Work request -
Word for word, restate the entries that follow.
○ ○ ○ ○ ○ ○ ○
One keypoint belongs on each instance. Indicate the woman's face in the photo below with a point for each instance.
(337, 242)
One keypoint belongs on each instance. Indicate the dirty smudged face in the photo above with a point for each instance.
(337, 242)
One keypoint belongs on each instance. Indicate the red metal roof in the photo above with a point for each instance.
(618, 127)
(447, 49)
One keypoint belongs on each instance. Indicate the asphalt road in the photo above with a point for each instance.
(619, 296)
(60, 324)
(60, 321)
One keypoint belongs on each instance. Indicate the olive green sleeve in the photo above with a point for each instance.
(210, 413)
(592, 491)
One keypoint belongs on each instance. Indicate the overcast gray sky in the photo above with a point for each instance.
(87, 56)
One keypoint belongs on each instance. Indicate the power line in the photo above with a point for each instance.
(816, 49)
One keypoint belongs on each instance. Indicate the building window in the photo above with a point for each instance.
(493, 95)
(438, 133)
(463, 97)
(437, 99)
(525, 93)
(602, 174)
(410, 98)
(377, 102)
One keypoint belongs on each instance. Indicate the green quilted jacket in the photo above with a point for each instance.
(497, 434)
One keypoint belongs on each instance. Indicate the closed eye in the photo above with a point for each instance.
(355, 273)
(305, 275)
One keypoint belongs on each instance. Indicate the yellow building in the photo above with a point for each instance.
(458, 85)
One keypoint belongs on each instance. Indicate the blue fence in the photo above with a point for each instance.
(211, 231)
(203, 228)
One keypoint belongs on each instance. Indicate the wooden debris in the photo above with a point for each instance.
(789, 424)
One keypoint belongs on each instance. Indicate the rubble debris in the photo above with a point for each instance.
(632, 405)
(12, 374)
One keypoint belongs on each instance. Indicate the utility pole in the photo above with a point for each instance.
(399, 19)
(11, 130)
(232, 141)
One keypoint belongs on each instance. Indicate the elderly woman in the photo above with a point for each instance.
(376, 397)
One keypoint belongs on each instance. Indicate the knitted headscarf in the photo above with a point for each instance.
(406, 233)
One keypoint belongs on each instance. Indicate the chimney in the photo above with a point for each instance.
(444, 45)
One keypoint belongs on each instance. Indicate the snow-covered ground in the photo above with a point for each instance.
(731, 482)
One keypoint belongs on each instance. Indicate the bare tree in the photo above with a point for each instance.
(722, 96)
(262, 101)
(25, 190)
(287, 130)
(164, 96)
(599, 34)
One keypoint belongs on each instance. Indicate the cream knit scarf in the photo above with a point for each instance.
○ ○ ○ ○ ○ ○ ○
Exercise response -
One keypoint belongs on each instance. Indicate the woman's face in the photo below with a point for each instance.
(337, 242)
One keypoint belongs on each instance. Indicate the dirty smudged face in the photo above with a point for each instance.
(337, 242)
One keypoint belongs on each instance. Indicate the red metal roof in the photo above with a point for each instance.
(618, 127)
(447, 49)
One keypoint belongs on each instance. Indicate the asphalt road in the photo above with a point for each instance.
(619, 296)
(60, 324)
(60, 321)
One keypoint belongs on each instance. Indicate the olive green sleeve in the photo above with a point for each instance.
(210, 413)
(592, 491)
One keypoint belongs on each instance. Indicate the overcast gray sky in the photo above with a point for each instance.
(87, 56)
One keypoint belongs on each instance. Indicate the power line in the photo above with a point for each instance.
(816, 49)
One keypoint belongs on each instance. Indicate the building window in the photo above with a point for each instance.
(493, 95)
(438, 133)
(463, 97)
(437, 99)
(525, 93)
(602, 174)
(410, 98)
(377, 102)
One keypoint belongs on each instance. Indicate the green quilted jacket in the photo above with a point for each instance.
(497, 434)
One keypoint belongs on each instance. Indicate the closed eye in the photo above with a point for each instance.
(355, 273)
(305, 275)
One keypoint belongs on each instance. Indicate the yellow building in the photo above with a point for each instance.
(458, 85)
One keypoint belongs on each instance. Indicate the blue fence in the photo above with a point for each instance.
(211, 231)
(203, 228)
One keypoint belongs on each instance. Indicate the wooden debris in the photo above with a point for each instance.
(789, 424)
One keypoint belongs on each instance. Indicate the rubble debris in the photo above with a point for each instance.
(632, 405)
(12, 374)
One keypoint belongs on each instance. Indicate the utility pole in the photo above with a point for each instance.
(399, 19)
(11, 130)
(232, 141)
One keypoint belongs on each instance. Indicate the elderly woman in the photo above with a point for each instance.
(376, 397)
One keypoint belongs on each instance. Indicate the knitted headscarf in the photo above with a point for each instance.
(406, 233)
One keypoint belongs on each instance. Indicate the chimney in the photo above with a point for each instance.
(444, 45)
One keypoint belongs on each instance. Indicate the snow-covered ground in the photo above with a point for each instance.
(731, 482)
One keypoint belongs on each instance. Indicate the bare tree in the photo above with a point for each instance.
(722, 96)
(262, 101)
(25, 190)
(287, 130)
(164, 96)
(599, 34)
One keypoint belongs on each instance. Indicate the cream knit scarf in the photo above with a point for each instance.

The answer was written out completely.